## EXERCISE INPUTS:
** Start **

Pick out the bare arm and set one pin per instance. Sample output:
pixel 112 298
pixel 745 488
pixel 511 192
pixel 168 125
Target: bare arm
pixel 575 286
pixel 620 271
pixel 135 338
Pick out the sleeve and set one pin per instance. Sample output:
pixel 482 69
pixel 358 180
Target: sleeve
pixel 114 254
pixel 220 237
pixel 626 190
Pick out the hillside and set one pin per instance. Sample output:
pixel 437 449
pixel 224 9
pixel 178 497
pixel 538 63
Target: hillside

** End **

## TASK BRIEF:
Reproduce the listing above word for word, keeping every line in its original order.

## EXERCISE OUTPUT:
Pick out the bare arm and set one pin per instance. Sample output:
pixel 112 298
pixel 745 488
pixel 511 192
pixel 168 125
Target: bare arm
pixel 575 286
pixel 620 271
pixel 135 338
Pick out the sleeve and set one pin per instance. Sample output:
pixel 482 69
pixel 358 180
Target: sleeve
pixel 114 254
pixel 220 237
pixel 626 190
Pick out the hillside and set one pin per instance. Sample output:
pixel 437 449
pixel 224 9
pixel 178 497
pixel 538 63
Target: hillside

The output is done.